● **SOURCE EXTRACT**:
You may have noticed that a few months ago, we received an email asking us about when we expect to support 3D HISTECH .mrxs files. This sort of request isn’t particularly unusual and the reply gives an insight into one of the key challenges we face.
3D HISTECH .mrxs is an example of a complex format, the design of which does not make our work any easier. In fact, we can say with some confidence that the 3D HISTECH .mrxs file format is the most complex whole slide imaging file format we have ever encountered. We can say this because although we haven’t delivered a full reader for .mrxs—and there hasn’t been substantial public development—we have spent a great deal of time examining the format and potential solutions, and building test readers. Thanks to the example data the community has generously provided, we have been able to analyse the on-disk layout as well as the compression types, and map out the details of what an implementation would entail.
Unfortunately, the result of all this work has been the conclusion that we simply do not have the resources to prioritize delivering a complete solution for this format. This is not the only format we have reached this conclusion about. For example, support for 3i Slidebook 6 files was only added to Bio-Formats last May when 3i committed to developing the reader themselves. Obviously, we are very grateful for this, but that doesn’t change the fact that we had already spent years working on various versions of this format (our initial single-series Slidebook reader was released back in 2006 and obviously the work to produce it started even further back than that). Nikon ND2 and Zeiss CZI are other examples of formats with a complex design that makes them very difficult for us to support.
One thing to understand about our work, strategy and commitment to supporting all file formats, especially formats used in production-scale facilities that use technology like whole slide imaging, is that we insist on delivering as close to complete support as possible. This is important given the size of community we support, the breadth of applications that use our software, and the need for utility and reliability in the software we deliver to the community.
With 3D HISTECH .mrxs, it is very hard and expensive to meet this goal. To be specific:
These points are specific to this format but similar issues occur with other proprietary formats. As a team, we are not comfortable with releasing a reader implementation that works on a limited set of file format variants, or requires time consuming and computationally expensive reprocessing and pyramid creation, just because of the implementation choices made by the format designers.
The OME Consortium and the wider development community have worked steadily since 2002, funded mostly by grants from non-profit charities and public funders, to build tools for the scientific community.

● **PROBLEMS TO WORK ON**:
1: In the post on 3D HISTECH .mrxs support, what led to Slidebook 6 support being added to Bio-Formats last May?
2: Carry on the post about 3D HISTECH .mrxs support from its final sentence.
You won't need the records to complete this.

● **Point-per-instance localization data**:
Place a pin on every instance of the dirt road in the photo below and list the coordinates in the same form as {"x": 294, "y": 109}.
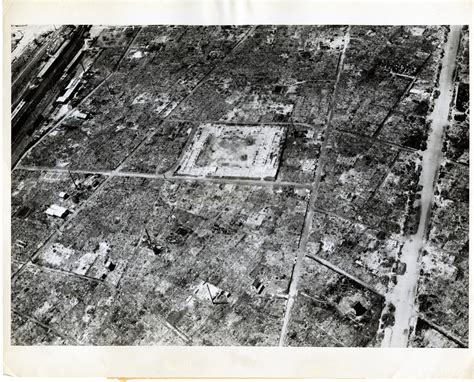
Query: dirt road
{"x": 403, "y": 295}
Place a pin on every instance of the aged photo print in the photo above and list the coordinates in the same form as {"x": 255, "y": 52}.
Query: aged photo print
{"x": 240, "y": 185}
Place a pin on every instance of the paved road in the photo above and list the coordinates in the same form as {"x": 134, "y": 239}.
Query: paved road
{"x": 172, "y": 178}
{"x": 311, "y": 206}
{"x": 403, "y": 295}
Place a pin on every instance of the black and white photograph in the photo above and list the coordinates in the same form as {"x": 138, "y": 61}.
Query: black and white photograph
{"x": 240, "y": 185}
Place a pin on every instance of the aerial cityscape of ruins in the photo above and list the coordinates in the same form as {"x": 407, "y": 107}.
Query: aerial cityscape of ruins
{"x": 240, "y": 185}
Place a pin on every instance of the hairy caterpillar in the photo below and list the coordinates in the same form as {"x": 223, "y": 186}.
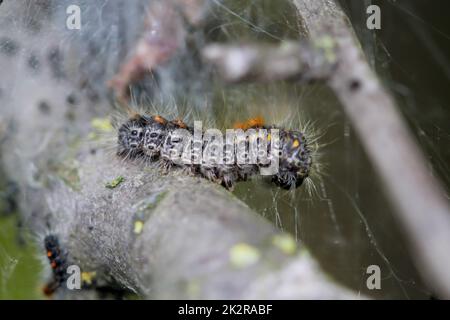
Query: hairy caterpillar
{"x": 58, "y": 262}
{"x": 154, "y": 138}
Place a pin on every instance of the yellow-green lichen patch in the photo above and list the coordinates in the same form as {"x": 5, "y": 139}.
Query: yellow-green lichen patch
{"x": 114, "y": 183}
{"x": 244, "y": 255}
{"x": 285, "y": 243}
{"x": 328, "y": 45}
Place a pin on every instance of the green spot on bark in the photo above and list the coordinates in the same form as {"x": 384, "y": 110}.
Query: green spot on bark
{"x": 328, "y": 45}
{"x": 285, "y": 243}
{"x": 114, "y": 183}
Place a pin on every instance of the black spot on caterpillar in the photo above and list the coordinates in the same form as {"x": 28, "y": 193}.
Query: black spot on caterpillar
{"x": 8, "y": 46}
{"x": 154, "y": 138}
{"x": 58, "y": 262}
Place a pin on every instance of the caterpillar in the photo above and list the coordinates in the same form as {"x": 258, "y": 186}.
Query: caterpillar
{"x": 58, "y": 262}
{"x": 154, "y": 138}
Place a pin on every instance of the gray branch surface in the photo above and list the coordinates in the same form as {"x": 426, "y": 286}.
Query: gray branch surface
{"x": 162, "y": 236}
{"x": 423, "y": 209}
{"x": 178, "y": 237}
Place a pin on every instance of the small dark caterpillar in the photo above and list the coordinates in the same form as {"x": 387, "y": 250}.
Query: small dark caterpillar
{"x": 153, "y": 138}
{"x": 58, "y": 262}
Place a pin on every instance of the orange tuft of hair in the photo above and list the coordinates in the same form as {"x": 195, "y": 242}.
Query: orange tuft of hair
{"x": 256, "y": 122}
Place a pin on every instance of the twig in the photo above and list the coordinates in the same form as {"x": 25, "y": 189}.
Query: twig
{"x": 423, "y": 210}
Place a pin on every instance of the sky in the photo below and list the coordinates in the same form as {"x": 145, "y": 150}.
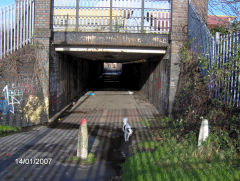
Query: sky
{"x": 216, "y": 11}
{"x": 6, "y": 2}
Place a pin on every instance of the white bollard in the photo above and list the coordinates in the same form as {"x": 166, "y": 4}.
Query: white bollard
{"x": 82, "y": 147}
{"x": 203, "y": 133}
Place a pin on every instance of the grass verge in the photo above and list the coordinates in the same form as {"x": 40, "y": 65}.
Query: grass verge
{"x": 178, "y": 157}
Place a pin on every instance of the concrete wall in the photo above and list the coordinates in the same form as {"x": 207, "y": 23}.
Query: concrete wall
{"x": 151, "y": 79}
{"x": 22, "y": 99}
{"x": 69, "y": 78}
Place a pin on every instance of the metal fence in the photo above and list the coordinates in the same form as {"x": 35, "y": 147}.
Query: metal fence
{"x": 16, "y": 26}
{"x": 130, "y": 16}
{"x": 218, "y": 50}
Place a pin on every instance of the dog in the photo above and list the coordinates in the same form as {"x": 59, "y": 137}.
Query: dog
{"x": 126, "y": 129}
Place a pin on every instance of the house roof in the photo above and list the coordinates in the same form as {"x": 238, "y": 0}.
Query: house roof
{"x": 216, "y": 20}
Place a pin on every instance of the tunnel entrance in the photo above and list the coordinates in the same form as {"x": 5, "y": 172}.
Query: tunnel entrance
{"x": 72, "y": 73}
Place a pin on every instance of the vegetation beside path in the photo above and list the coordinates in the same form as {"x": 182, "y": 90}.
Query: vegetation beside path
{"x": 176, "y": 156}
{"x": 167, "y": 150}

---

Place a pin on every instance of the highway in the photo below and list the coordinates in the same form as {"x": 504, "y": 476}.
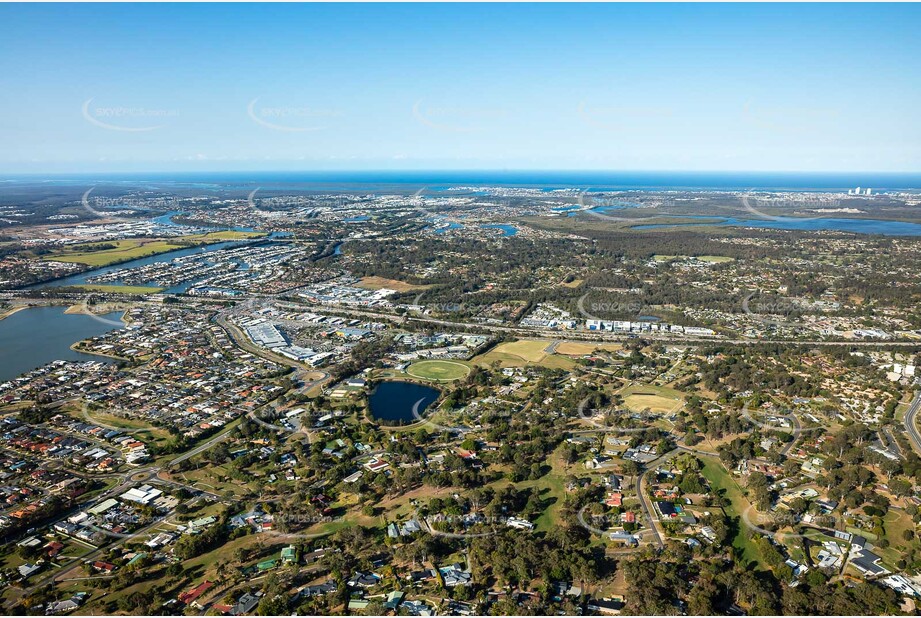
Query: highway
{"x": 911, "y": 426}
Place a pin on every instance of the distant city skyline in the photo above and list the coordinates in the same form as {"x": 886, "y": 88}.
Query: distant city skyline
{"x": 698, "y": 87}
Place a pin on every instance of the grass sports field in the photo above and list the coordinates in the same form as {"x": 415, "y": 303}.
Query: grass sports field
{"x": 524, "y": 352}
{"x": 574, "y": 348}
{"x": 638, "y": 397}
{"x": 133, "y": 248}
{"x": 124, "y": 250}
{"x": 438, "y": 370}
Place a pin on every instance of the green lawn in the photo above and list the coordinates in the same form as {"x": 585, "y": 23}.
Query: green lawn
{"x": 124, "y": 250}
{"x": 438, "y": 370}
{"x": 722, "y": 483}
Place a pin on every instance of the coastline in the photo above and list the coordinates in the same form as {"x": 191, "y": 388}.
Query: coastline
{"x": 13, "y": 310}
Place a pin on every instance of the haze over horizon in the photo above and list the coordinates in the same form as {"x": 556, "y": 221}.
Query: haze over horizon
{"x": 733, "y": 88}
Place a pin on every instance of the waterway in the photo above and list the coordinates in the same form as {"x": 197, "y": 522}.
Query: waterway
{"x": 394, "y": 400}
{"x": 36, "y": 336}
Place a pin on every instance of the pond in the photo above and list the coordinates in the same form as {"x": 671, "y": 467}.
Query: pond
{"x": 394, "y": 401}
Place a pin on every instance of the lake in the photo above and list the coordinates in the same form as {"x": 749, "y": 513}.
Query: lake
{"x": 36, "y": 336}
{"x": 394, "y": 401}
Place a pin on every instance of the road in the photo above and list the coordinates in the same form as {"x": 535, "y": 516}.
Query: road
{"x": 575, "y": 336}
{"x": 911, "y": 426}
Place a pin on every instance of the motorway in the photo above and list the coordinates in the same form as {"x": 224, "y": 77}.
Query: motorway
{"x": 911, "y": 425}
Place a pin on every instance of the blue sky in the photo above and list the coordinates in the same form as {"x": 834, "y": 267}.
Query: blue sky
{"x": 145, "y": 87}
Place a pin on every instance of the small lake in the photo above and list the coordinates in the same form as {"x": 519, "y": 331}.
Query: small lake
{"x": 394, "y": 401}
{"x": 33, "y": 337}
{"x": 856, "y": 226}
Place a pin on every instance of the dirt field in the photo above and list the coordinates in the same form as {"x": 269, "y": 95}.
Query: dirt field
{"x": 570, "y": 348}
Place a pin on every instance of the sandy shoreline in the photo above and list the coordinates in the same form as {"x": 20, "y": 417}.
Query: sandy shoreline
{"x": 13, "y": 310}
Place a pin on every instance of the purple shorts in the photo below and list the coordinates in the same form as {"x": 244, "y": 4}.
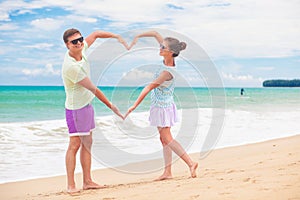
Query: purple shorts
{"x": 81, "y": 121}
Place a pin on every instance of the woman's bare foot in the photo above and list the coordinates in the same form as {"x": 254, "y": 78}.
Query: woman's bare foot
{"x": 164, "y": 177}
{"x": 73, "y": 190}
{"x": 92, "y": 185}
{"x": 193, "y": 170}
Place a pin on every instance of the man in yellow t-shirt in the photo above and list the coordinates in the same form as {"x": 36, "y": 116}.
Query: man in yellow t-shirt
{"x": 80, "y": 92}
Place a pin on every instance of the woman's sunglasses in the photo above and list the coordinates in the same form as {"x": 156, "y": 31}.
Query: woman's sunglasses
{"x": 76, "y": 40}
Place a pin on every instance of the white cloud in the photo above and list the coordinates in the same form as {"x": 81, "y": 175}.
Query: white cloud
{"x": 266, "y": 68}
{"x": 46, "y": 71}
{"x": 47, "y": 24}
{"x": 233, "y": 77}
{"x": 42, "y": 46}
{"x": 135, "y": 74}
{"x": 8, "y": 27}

● **ACTIVITY ANSWERS**:
1: 3i committed to developing the reader themselves.

2:
Building readers for proprietary formats has never been funded, and we don’t think it would ever be funded by any grant funding panel. New readers are created either by diverting our precious resources from other projects, by contributions from the community (most recently by the companies themselves), or by work commissioned by customers of Glencoe Software. We certainly listen to the community and adjust our priorities based on requests, but we can’t do everything with limited resources.
Perhaps we could crowdsource the funding for file formats but that misses the point—the formats we often lack the resources to support are those which are complex, expensive, difficult, proprietary, closed formats, designed to lock their users into a single, proprietary software application. The community’s resources are finite and should be used for things other than reverse engineering this type of format; work that, if subjected to peer review, would be declined as a waste of community resources. Several of those “other things” were discussed at our most recent Annual Users Meeting and represent key technologies that the community needs to achieve its scientific goals.
Over the last few years, we have seen efforts by several commercial imaging companies to support open formats, provide open APIs, and to make it easier for researchers and clinicians to work with the data acquired by their instruments. We have also received specifications and input from several imaging companies, which we have used to improve our own work and output. We applaud this trend; ultimately it means scientists, clinicians, engineers and developers spend less time dealing with data formats and more time doing science, developing new technologies and treating patients.
The community has the power to change this situation. You are paying for these proprietary formats. You can condition your purchase, continued payment of support and maintenance fees etc. on:
You can of course also commit your own development resources to help solve this problem.